Testo selezionato:

◇ ◇ ◇ ◇ ◇

R.E.M. - Automatic For The People (1992)


Anno: 1992
Etichetta: Warner Bros

Line Up:
Michael Stipe – voce
Peter Buck – chitarra
Mike Mills – basso
Bill Berry – batteria

Tracklist:
1. Drive
2. Try not to breathe
3. The sidewinder sleeps tonite
4. Everybody hurts
5. New Orleans instrumental no.1
6. Sweetness follows
7. Monty got a raw deal
8. Ignoreland
9. Star me kitten
10. Man on the moon
11. Nightswimming
12. Find the river

Ho sempre ritenuto Automatic For The People uno degli album più heavy della storia. intendiamoci, per heavy non intendo "rumorosi", perchè è chiaro che non è quella la pesantezza che intendo, ma voglio sottolineare l'intensità e la potenza di questa collezione di pezzi, uno più sofferto dell'altro, tutti legati da un alone di freddezza-calore che contrappone una intimità piena di dissidio a una linearità formale invidiabile, che poi è stata (e resta) uno degli ideali di songwriting rock d'autore (scusate l'ossimoro, ma è storia questa) più riusciti, più sentiti, più copiati, e più tipici del nostro tempo.

◇ ◇ ◇ ◇ ◇

Dati forniti:

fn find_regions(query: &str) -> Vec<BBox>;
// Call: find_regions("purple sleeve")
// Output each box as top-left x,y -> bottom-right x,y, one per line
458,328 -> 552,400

◇ ◇ ◇ ◇ ◇

Parti dell'esercizio:
• a. Riporta il passo del testo selezionato da "Ho sempre ritenuto" a "del nostro tempo.", senza cambiare nulla.
• b. Nel testo selezionato, in che senso Automatic For The People viene definito uno degli album più "heavy" della storia?
Per rispondere basati unicamente sul testo selezionato, non sulle righe.

Risposte ai compiti:
• a.
Ho sempre ritenuto Automatic For The People uno degli album più heavy della storia. intendiamoci, per heavy non intendo "rumorosi", perchè è chiaro che non è quella la pesantezza che intendo, ma voglio sottolineare l'intensità e la potenza di questa collezione di pezzi, uno più sofferto dell'altro, tutti legati da un alone di freddezza-calore che contrappone una intimità piena di dissidio a una linearità formale invidiabile, che poi è stata (e resta) uno degli ideali di songwriting rock d'autore (scusate l'ossimoro, ma è storia questa) più riusciti, più sentiti, più copiati, e più tipici del nostro tempo.

• b. Non nel senso di "rumoroso". Con "heavy" si vuole sottolineare l'intensità e la potenza di questa collezione di pezzi, uno più sofferto dell'altro.